Once you reach the line that contains "surface in the photo above.", retype it and each later line exactly as written, stopping only at the end of the listing.

EXCERPTED DATA START

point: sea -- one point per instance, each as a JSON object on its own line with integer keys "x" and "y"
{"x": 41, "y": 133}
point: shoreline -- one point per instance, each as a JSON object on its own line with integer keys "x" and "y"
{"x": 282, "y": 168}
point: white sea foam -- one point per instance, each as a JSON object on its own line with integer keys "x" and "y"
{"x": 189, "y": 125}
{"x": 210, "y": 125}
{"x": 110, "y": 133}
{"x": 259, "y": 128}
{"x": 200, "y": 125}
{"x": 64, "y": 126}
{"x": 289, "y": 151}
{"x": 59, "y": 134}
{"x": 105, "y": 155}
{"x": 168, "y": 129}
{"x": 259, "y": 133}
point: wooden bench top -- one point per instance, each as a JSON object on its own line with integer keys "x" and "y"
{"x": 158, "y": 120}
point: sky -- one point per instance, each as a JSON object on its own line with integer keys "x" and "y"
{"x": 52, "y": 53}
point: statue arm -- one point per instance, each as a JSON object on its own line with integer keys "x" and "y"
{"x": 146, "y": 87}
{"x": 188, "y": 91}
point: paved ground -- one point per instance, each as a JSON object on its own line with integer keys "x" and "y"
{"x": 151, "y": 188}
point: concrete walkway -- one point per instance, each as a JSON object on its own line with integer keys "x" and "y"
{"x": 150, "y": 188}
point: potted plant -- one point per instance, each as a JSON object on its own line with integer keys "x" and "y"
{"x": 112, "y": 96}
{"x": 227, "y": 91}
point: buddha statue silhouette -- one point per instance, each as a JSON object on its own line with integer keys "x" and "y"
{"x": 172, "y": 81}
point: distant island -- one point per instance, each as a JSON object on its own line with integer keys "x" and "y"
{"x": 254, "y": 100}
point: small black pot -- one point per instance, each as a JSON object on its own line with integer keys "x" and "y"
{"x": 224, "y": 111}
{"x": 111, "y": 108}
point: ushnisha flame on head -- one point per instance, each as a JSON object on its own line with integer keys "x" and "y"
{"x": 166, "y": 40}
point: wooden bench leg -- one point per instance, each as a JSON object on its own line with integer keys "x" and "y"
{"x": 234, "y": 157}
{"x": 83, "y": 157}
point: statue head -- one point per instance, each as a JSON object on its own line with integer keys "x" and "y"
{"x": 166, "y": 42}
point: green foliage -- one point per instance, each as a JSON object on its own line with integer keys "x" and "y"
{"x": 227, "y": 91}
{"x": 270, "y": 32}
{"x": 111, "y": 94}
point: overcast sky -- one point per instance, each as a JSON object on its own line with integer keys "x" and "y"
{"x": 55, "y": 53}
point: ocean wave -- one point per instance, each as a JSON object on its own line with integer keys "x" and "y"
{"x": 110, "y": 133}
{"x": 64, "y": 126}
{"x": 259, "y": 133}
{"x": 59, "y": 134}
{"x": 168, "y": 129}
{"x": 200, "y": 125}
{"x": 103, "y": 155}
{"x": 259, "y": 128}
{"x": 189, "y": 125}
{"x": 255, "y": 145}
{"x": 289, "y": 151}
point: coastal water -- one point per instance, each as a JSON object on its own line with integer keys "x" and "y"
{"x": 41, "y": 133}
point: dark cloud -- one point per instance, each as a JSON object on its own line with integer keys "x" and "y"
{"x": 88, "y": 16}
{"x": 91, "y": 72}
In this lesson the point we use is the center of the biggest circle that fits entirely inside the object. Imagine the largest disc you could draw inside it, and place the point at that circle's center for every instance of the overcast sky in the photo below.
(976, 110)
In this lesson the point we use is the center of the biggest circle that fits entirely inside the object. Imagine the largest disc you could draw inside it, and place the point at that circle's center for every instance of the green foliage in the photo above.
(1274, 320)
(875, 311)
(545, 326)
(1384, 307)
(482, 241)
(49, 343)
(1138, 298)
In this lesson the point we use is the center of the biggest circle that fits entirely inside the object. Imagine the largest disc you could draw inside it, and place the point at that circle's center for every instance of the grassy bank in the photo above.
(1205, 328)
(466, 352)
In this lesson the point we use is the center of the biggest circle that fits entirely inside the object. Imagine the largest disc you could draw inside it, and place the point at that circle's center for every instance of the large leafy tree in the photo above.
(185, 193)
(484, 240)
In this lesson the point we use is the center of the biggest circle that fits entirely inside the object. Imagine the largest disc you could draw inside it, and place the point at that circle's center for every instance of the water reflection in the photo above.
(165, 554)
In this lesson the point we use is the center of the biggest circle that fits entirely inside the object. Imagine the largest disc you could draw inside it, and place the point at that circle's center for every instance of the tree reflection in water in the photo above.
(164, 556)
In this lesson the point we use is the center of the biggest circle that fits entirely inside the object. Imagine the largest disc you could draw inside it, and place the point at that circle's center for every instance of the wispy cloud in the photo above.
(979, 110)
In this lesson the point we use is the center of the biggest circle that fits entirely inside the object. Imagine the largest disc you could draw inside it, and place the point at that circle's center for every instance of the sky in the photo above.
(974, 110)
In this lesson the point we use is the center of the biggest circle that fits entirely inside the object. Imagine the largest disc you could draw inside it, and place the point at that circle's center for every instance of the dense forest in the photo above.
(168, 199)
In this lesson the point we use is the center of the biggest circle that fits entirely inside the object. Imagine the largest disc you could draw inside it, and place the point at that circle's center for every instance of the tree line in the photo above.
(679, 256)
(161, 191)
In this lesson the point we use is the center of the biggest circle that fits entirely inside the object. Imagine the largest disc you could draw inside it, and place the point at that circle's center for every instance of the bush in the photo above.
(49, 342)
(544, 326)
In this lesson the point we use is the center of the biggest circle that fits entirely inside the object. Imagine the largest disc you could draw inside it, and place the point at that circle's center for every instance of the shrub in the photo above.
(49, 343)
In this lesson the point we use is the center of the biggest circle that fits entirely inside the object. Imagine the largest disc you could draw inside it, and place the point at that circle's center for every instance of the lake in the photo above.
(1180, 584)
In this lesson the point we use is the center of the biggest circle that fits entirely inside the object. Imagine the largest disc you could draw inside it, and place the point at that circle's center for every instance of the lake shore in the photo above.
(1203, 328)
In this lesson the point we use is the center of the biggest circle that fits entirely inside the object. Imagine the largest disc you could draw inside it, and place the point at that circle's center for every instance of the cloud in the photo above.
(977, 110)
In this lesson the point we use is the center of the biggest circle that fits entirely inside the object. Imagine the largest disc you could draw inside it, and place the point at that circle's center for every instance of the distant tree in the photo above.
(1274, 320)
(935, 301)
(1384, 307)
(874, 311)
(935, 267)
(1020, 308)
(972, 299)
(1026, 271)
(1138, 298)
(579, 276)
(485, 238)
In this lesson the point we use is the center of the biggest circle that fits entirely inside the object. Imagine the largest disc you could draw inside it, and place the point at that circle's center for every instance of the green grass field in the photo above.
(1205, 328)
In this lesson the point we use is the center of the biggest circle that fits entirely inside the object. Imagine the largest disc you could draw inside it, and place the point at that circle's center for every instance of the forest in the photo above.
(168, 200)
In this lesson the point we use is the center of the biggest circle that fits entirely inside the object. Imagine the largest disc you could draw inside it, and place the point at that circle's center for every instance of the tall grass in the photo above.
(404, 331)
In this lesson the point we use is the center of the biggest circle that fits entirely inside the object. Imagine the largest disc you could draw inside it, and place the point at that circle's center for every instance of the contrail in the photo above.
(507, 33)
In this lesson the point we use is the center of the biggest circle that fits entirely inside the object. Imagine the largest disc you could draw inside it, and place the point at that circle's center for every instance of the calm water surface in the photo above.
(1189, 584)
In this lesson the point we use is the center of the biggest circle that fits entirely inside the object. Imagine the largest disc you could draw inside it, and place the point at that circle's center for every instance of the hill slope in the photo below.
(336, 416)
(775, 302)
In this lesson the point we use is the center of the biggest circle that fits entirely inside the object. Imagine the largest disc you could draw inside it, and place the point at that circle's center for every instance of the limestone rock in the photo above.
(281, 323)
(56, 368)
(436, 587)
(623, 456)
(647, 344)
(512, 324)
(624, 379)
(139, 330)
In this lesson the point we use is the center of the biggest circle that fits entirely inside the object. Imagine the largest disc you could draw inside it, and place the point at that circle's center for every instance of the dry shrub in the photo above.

EXCERPTED DATA END

● **SOLUTION FOR THIS EXERCISE**:
In this lesson the point we use is the center of the biggest circle that fits entirely inside the object. Imagine the largest disc you could draw inside it, and place the point at that circle's center for every instance of the calm water surface in the photo above.
(1189, 584)
In this lesson the point we use is the center of the biggest circle that fits entirely inside the object. Imagine the largest disc you could draw inside it, and place the point at that circle's center for every instance of the hill slope in the photo below.
(336, 416)
(775, 302)
In this lesson the point we use is the center of the biggest circle that fits entirely inside the object. Imagine the largest disc you could draw inside it, and place the point at that circle's center for every instance of the limestone rock in the photo above.
(281, 323)
(56, 368)
(436, 587)
(623, 456)
(647, 344)
(512, 324)
(624, 379)
(139, 330)
In this lesson the point we use is the center of the biggest circle that fits entirely inside the object. Imagine the largest disc you could draw inside it, and place the point at that circle's center for every instance of the dry shrub in the photo above.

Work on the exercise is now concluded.